= Document section =
-=-=-=-=-

How can it happen that a person can go to sleep a full-fledged member of a community and wake up a stranger? This is the question Peter Geschiere answers in his tour de force, The Perils of Belonging: Autochthony, Citizenship and Exclusion in Africa and Europe. The book provides a summation of Geschiere’s analysis of the politics of autochthony in Africa, a field that he virtually created in the 1990s and 2000s in collaboration with a handful of African and European colleagues.

Geschiere’s book is partly ethnography, partly history, and partly comparison of a variety of cases from Africa and beyond. The ethnographic portions draw from his forty years of research in Cameroon; three of the chapters focus on this research. Another chapter treats other instances of autochthony politics from other parts of Africa, including Côte d’Ivoire, and another chapter turns the ethnographic lens on his native Netherlands.

Geschiere elegantly lays out his thesis that while people see themselves (in Africa as elsewhere) as part of an increasingly global world, they simultaneously become more invested in rhetorics and practices of asserting local belonging. These languages of nativeness, indigeneity, or autochthony all benefit from the seeming self-evidence and naturalness of autochthony talk. Geschiere turns to some of the scholarship on citizenship in ancient Athens to show how the structures of autochthony then were strikingly similar to those in play today. What is different now, he argues, is the ways that the twin policies of multiparty democratization and decentralization have shifted the political economy of authochthony in such a way that politicians have clear incentives to instrumentalize the discourse as a means of excluding portions of the population.

-=-=-=-=-

= Exercise requirements =
Continue the review of Geschiere's book on autochthony from the point where it ends.

= Supplied material =

-=-=-=-=-

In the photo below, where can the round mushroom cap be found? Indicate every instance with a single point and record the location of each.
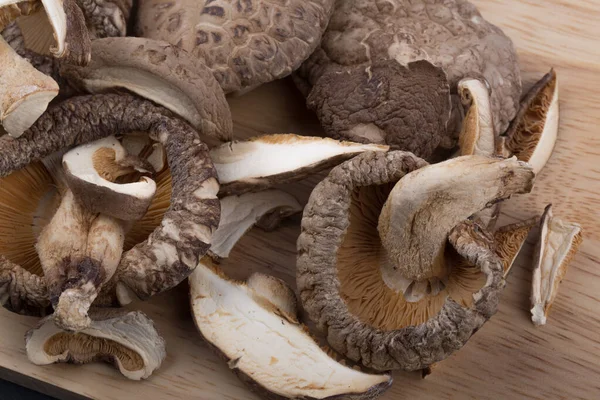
(451, 34)
(341, 285)
(245, 43)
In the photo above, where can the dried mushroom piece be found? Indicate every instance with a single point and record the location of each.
(558, 243)
(24, 91)
(407, 299)
(50, 27)
(350, 78)
(172, 250)
(273, 354)
(267, 160)
(128, 340)
(159, 72)
(244, 43)
(240, 213)
(532, 135)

-=-=-=-=-

= Exercise answer =
In the struggle to monopolize political power, Cameroonian politicians have found the language of autochthony highly useful. Geschiere shows how autochthony talk links to talk about citizenship and the distribution of voting rights. In Cameroon as in ancient Athens, the performance of autochthony often culminates in funerals. There, the living confiscate the identity of the deceased for their own purposes, and the attendant funeral [End Page 163] orations and ceremonies (invariably taking place in the “ancestral” village) enact a set of claims to political and social rights. Parallel to the political imperatives of being autochthonous (and the attendant incentives to deprive others of those same rights) are economic imperatives that also play out in rural areas of Cameroon. There, in the context of logging concessions and development projects, the state, the NGOs, and the private corporations all insist on a duly constituted “community” to which they will dole out a few paltry payments or services. This process, too, sets in motion a dynamic of distinction between natives and strangers, and the exclusion of the latter group from the distribution of goods.

Having clarified similar processes through comparative chapters dealing with Côte d’Ivoire, Eastern DR Congo, and the Netherlands, Geschiere ends the book with a powerful chapter titled “Nation-Building and Autochthony as Processes of Subjectivation.” Here he builds upon his analysis of the seeming naturalness of the concept of autochthony to show how it becomes emotionally potent for people. He describes the coercive yet shambolic rituals of national belonging from his earlier fieldwork period during the Ahidjo presidency. Contrasted to this, thick description of several large funerals-cum-celebrations of autochthony show how emotionally engaging the practices of local belonging can be. The reader thus glimpses one of the ways in which nonelites become primed to accept the common sense of autochthony even before it is promulgated by political elites or development cadres.

These chapters constitute an argument far more powerful than the sum of their parts. The result is a comparative project in which the Cameroonian material is brought into sharp focus by the inclusion of comparative materials. This approach is different from an older comparative ethnological technique whose weaknesses have caused that approach to disappear...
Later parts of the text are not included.